YOUR INSTRUCTIONS – In the records below, find the line that contains "Target: swimmer's arm" and the line that contains "the form [439,268].", then retype exactly those two lines and every line between them.
=== Section Start ===
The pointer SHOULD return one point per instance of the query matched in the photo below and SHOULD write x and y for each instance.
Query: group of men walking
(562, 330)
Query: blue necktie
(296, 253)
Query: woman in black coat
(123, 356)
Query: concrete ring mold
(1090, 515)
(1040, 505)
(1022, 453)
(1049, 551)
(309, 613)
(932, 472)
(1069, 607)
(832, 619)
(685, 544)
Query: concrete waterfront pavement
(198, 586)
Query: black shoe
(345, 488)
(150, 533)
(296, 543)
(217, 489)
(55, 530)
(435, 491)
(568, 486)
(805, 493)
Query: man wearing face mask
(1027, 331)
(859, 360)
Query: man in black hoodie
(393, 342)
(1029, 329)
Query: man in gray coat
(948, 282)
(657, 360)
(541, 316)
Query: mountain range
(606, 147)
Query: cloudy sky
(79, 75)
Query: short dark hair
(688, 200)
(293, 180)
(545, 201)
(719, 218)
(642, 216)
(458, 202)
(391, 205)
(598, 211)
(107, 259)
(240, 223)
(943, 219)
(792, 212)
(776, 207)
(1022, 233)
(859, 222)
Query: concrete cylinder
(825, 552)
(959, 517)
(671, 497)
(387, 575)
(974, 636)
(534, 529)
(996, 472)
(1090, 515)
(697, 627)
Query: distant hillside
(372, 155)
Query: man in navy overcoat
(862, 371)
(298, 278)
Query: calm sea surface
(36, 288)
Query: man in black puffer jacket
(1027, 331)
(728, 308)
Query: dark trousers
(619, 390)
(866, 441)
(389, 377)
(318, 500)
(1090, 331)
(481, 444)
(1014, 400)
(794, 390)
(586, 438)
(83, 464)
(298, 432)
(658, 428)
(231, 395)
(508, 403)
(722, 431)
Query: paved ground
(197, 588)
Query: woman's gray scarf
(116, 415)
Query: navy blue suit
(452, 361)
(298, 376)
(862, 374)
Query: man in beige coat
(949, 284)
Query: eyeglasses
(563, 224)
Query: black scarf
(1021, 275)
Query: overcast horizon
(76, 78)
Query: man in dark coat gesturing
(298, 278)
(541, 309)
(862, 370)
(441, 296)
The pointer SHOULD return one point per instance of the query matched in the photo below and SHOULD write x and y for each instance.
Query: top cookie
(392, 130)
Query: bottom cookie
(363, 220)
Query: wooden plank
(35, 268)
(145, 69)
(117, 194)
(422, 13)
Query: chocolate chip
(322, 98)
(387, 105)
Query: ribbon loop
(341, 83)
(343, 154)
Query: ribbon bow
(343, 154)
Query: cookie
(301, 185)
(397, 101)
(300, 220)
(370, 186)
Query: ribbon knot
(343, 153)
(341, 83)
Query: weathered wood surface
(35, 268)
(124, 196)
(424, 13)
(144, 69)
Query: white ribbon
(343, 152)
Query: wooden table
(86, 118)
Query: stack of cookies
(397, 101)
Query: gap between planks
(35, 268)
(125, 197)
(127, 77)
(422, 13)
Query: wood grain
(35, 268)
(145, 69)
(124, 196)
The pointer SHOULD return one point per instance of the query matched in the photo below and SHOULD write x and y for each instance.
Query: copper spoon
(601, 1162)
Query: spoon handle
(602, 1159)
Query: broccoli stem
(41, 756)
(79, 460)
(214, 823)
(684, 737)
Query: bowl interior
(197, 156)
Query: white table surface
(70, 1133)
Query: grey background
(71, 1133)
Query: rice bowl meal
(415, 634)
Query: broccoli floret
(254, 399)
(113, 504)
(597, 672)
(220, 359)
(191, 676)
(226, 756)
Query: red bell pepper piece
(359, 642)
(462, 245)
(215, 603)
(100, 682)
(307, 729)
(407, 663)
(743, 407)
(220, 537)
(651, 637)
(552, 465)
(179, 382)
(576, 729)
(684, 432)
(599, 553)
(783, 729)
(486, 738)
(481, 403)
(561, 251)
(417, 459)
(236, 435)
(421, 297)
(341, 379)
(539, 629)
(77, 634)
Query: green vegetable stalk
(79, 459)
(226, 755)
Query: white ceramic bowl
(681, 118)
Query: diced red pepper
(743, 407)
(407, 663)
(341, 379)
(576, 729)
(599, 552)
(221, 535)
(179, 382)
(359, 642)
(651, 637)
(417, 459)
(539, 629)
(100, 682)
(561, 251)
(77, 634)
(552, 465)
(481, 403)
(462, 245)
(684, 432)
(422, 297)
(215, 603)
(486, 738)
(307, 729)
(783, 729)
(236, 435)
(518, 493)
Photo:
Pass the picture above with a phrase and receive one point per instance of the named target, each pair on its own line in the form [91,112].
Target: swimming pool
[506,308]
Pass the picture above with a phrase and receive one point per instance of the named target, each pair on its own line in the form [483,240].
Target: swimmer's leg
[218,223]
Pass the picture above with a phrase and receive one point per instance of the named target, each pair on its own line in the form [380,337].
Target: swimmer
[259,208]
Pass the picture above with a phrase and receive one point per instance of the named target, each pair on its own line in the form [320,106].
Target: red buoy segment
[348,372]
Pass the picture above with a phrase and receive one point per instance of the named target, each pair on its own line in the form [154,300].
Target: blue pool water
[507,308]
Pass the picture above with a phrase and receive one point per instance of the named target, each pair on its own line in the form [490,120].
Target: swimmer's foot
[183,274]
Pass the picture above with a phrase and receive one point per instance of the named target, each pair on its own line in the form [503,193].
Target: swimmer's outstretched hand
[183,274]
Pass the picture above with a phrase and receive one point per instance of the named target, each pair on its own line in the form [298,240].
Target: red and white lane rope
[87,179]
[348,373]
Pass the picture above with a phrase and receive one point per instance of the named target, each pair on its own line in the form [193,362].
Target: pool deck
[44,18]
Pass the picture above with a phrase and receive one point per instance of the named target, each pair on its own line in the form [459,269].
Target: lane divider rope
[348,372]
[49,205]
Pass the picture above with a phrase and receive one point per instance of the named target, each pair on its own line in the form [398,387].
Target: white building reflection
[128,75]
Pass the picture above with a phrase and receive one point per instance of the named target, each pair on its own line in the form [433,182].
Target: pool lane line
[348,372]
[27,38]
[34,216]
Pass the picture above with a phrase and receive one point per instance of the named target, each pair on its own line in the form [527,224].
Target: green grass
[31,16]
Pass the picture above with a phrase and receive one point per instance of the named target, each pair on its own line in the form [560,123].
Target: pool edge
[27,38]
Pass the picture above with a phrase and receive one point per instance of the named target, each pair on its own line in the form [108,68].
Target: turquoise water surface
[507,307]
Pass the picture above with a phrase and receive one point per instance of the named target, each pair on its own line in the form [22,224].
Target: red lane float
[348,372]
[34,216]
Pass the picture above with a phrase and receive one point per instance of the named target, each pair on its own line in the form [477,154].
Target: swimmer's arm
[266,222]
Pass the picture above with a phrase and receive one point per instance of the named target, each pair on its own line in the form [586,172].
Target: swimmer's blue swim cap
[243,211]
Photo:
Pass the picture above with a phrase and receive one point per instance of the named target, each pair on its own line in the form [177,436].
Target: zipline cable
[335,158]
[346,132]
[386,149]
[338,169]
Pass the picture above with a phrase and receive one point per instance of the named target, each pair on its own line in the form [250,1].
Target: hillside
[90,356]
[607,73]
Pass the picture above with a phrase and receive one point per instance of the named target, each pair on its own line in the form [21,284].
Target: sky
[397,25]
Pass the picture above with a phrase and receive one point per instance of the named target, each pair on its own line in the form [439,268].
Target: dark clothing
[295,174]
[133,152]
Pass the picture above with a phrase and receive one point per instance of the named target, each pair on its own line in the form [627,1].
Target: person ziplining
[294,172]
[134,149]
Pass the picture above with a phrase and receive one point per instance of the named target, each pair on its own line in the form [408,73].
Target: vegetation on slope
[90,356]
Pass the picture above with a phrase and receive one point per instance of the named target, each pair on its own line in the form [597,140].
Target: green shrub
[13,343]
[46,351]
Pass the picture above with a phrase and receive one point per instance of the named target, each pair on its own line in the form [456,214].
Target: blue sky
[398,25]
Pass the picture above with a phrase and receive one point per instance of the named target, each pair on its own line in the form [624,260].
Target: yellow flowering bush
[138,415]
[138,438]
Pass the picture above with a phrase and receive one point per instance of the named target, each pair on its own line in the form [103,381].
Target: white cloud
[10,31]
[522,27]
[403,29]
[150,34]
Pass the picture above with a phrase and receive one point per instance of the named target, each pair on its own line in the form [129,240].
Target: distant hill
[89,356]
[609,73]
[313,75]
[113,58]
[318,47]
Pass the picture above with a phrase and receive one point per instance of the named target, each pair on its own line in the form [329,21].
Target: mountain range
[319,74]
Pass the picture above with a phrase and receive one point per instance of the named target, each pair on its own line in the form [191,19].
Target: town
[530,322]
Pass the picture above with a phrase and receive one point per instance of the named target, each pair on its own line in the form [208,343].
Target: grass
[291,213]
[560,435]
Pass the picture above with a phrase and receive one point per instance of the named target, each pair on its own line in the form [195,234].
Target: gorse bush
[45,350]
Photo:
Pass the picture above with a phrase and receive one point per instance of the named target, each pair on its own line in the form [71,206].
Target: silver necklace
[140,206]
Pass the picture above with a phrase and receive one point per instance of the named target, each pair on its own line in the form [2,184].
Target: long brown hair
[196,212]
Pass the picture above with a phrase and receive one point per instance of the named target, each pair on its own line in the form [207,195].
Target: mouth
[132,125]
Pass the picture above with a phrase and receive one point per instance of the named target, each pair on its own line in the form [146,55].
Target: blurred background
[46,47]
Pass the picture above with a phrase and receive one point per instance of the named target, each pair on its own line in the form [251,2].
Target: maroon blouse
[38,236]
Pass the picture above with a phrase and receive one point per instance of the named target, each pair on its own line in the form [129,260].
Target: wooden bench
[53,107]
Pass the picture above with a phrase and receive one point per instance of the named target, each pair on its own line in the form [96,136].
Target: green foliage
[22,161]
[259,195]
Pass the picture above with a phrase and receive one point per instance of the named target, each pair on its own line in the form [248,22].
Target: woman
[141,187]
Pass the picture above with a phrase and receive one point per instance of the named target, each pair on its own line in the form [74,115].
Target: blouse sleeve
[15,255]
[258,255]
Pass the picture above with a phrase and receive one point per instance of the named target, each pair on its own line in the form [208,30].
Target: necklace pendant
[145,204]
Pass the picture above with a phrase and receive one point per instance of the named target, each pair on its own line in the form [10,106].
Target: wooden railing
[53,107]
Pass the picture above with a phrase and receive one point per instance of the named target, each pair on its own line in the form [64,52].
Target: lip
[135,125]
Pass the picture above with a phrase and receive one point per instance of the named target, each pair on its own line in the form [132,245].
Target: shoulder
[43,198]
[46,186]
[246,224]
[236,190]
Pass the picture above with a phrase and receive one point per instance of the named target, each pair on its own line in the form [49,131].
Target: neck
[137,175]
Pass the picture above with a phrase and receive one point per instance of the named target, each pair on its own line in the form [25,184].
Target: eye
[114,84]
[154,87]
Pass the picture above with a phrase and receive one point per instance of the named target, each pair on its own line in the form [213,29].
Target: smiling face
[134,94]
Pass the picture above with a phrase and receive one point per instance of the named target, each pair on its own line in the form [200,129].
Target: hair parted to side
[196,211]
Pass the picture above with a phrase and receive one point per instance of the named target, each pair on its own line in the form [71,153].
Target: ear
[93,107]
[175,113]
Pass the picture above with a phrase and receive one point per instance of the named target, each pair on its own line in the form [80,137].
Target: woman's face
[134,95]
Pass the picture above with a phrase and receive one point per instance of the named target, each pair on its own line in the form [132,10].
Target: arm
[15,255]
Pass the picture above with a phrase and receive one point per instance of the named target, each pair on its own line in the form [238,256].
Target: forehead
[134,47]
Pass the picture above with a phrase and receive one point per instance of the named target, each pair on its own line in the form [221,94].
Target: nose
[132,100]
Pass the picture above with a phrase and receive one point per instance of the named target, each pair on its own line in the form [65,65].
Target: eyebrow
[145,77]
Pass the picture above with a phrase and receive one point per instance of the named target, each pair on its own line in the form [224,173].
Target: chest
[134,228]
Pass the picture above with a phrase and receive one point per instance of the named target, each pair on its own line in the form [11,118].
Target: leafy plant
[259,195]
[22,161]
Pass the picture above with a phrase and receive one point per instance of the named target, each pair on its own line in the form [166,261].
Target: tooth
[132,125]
=== Section End ===
RESULT –
Target: swimmer's arm
[266,222]
Pass the picture above with a phrase and receive one point per instance of the named target, each pair on its own line in the form [586,172].
Target: swimmer's blue swim cap
[243,211]
Photo:
Pass the picture above with a phrase and receive one point per instance of the named target, each pair on its own line in the form [177,436].
Target: zipline cable
[335,158]
[346,132]
[386,149]
[338,169]
Pass the picture above with a phrase and receive one point per instance of the named target, each pair on its own line in the form [250,1].
Target: hillside
[90,356]
[607,73]
Pass the picture above with a phrase and receive one point per instance of the named target, each pair on its own line in the form [21,284].
Target: sky
[397,25]
Pass the picture above with a phrase and receive one point per instance of the named target, each pair on its own line in the form [439,268].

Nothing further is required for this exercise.